Dave Sexton Stuff from climateprediction.net. I've always been a teensy bit dubious about this (see recent sci.env for some of my provably invalid objections :-) but the talk was very good. So, they have a big perturbed-physics ensemble (see-also QUMP) - 2000 members??? - which ?does/doesn't? include those rejected at the spin-up end as failing the "fits basic climatology" test. And then you get a spew of future projections, with a noticeable tendency to bunch at what looked about consistent with what we all think anyway. Someone in the audience pointed out that the fit-to-clim tests were very primitive, and that many of the passed members would have failed more stringent tests. I think DS accepted this point. I think that he said that this would be appearing in Nature soon.

[My wife says: Stoat stoat stoatety stoat stoat stoat (ho ho, that will teach her to edit my posts while I'm not looking, I've left it in...)]

Then it was tea break, and I listened to Alistair McD patiently explain basic radiation theory to William Ingram :-)

Tim Palmer TP, superstar, and he did give a good talk. This was about using cellular automata as a possible alternative subgrid scale parametrisation. I haven't heard this before; JCK says he heard it recently at a conf; this pdf contains quite a lot of the stuff in the talk (and more: there were no buttterflies in the talk; the CA stuff starts at p29); and the pdf references Palmer, 1997. I think the idea of the CA is that its very cheap, but can nonetheless allow communication between nieghbouring points in a way that tradiational params can't.

> _Listed entries_
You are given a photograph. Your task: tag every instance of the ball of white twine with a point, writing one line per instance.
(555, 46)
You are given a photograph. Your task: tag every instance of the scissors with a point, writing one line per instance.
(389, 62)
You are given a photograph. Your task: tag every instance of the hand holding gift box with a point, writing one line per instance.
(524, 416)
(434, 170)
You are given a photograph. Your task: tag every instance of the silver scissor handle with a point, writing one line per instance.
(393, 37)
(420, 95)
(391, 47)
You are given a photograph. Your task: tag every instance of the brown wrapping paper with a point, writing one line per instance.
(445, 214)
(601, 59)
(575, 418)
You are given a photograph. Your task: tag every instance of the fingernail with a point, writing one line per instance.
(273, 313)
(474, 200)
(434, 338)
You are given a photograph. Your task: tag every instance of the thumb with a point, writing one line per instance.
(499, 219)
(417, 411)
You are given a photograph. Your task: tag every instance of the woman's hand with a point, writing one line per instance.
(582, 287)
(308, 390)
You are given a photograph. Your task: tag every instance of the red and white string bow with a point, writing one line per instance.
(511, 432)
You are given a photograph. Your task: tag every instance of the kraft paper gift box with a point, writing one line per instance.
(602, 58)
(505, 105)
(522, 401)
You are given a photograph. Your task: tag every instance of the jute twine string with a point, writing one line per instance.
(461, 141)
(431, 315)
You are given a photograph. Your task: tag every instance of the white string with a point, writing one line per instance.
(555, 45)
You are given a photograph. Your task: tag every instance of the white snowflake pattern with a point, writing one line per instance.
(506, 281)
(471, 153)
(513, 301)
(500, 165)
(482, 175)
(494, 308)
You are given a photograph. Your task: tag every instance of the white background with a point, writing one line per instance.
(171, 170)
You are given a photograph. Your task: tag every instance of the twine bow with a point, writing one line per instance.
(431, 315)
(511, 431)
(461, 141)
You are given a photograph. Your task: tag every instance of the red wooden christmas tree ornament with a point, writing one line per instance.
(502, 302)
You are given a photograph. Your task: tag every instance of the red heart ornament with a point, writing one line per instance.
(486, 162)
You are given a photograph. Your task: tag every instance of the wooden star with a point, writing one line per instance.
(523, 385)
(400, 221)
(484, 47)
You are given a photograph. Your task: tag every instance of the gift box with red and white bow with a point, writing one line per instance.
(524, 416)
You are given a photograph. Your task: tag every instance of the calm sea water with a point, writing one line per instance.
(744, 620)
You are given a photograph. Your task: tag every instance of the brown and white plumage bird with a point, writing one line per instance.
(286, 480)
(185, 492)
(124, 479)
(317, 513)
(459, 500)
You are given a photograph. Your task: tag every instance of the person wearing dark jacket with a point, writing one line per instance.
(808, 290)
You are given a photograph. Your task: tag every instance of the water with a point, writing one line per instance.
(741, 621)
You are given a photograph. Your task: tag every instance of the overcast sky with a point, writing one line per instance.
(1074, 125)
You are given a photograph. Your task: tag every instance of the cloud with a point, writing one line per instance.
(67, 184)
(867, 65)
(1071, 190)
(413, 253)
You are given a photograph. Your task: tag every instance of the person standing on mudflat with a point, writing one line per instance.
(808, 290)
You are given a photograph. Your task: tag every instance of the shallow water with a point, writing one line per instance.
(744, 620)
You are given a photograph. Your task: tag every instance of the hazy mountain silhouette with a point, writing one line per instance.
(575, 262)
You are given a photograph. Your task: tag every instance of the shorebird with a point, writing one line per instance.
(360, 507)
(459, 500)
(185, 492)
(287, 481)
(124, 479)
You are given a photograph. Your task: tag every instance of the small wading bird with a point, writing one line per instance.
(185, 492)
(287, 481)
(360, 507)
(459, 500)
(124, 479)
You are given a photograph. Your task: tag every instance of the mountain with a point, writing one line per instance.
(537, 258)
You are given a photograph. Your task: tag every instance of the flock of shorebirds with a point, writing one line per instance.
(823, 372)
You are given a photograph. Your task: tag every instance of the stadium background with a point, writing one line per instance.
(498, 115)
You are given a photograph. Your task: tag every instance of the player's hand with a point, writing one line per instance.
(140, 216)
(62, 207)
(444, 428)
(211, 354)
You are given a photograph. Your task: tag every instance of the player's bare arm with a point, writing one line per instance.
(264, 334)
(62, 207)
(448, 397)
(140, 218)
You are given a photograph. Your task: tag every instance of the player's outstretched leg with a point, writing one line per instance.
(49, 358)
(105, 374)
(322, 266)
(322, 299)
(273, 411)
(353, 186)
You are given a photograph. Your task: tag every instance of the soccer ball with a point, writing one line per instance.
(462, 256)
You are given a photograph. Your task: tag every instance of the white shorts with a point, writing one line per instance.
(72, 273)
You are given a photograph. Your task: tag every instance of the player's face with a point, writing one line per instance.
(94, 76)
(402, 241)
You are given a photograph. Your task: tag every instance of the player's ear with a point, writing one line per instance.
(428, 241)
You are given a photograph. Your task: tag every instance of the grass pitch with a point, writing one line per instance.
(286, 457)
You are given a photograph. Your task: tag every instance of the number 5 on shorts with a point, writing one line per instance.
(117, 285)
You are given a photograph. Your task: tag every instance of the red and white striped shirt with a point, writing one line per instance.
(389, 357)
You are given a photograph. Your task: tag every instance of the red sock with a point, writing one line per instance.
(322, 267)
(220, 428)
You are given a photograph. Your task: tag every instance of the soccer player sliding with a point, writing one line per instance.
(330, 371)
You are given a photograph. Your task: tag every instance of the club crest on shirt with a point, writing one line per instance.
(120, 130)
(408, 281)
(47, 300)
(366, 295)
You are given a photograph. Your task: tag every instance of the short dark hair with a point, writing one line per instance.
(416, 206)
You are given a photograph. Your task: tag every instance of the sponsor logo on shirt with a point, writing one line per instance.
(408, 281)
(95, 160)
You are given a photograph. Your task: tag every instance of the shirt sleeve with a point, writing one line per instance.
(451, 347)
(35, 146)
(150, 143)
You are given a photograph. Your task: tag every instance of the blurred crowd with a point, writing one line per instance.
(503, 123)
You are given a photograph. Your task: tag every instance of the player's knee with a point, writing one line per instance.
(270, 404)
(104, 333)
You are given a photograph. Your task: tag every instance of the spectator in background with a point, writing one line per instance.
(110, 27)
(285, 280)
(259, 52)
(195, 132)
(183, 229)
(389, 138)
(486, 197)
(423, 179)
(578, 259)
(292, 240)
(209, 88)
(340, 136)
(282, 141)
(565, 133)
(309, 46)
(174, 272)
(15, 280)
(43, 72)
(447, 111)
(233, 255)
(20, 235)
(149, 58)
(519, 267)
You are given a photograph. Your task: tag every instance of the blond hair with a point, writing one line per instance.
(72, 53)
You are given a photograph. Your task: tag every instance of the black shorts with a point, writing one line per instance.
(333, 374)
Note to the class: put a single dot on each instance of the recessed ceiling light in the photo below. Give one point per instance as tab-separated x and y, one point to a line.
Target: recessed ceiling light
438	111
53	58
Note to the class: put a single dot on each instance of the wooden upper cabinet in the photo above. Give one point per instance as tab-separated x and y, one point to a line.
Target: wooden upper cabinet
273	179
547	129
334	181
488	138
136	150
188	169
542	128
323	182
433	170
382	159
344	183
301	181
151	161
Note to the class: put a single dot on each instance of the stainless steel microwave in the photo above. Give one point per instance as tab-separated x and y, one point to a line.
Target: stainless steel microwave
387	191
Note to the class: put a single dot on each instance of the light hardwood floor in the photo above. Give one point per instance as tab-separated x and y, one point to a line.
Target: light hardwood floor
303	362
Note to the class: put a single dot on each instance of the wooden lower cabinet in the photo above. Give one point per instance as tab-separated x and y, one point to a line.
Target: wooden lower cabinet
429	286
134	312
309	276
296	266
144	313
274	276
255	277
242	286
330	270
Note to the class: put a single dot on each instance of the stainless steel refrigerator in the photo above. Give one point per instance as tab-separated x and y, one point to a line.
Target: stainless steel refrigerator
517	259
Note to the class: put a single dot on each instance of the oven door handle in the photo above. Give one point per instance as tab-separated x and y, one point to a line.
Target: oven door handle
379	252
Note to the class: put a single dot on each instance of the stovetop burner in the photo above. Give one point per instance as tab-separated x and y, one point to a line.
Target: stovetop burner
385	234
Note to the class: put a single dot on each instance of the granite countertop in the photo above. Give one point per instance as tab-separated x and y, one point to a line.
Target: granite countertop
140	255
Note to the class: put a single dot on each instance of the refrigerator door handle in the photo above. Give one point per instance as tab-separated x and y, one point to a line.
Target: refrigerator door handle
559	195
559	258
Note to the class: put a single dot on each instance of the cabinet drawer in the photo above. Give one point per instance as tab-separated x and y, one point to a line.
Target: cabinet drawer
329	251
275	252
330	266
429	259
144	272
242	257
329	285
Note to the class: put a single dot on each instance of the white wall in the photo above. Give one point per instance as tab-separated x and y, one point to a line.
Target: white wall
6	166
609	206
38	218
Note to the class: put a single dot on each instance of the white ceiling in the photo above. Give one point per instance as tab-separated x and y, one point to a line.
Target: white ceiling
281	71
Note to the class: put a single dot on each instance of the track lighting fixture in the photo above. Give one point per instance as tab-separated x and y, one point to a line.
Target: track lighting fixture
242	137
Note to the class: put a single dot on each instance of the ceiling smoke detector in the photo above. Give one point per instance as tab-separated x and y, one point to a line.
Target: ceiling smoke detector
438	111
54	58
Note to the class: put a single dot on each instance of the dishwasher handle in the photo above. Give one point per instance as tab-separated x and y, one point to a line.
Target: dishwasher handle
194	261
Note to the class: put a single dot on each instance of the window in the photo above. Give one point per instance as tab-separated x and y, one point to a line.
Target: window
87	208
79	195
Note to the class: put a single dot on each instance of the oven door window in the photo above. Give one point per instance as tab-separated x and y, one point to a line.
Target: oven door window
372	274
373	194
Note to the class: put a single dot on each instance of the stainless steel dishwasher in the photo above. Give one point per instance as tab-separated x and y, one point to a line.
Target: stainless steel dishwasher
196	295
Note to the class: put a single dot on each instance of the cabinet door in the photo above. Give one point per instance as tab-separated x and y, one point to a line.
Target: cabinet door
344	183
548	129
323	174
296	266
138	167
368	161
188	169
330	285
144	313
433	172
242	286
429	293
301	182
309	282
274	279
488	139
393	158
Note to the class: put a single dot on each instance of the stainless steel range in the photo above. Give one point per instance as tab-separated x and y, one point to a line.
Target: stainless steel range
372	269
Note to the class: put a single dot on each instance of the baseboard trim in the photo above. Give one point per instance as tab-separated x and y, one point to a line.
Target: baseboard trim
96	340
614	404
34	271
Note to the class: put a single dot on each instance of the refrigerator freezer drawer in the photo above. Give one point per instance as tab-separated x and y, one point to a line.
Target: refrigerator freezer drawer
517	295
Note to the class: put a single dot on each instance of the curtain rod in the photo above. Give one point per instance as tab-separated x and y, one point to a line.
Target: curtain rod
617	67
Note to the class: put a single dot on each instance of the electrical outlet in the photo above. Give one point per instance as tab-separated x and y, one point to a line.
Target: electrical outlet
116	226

> _Directions_
Write out the part of the talk notes from "Then it was" to "tradiational params can't.".

> _Task result_
Then it was tea break, and I listened to Alistair McD patiently explain basic radiation theory to William Ingram :-)

Tim Palmer TP, superstar, and he did give a good talk. This was about using cellular automata as a possible alternative subgrid scale parametrisation. I haven't heard this before; JCK says he heard it recently at a conf; this pdf contains quite a lot of the stuff in the talk (and more: there were no buttterflies in the talk; the CA stuff starts at p29); and the pdf references Palmer, 1997. I think the idea of the CA is that its very cheap, but can nonetheless allow communication between nieghbouring points in a way that tradiational params can't.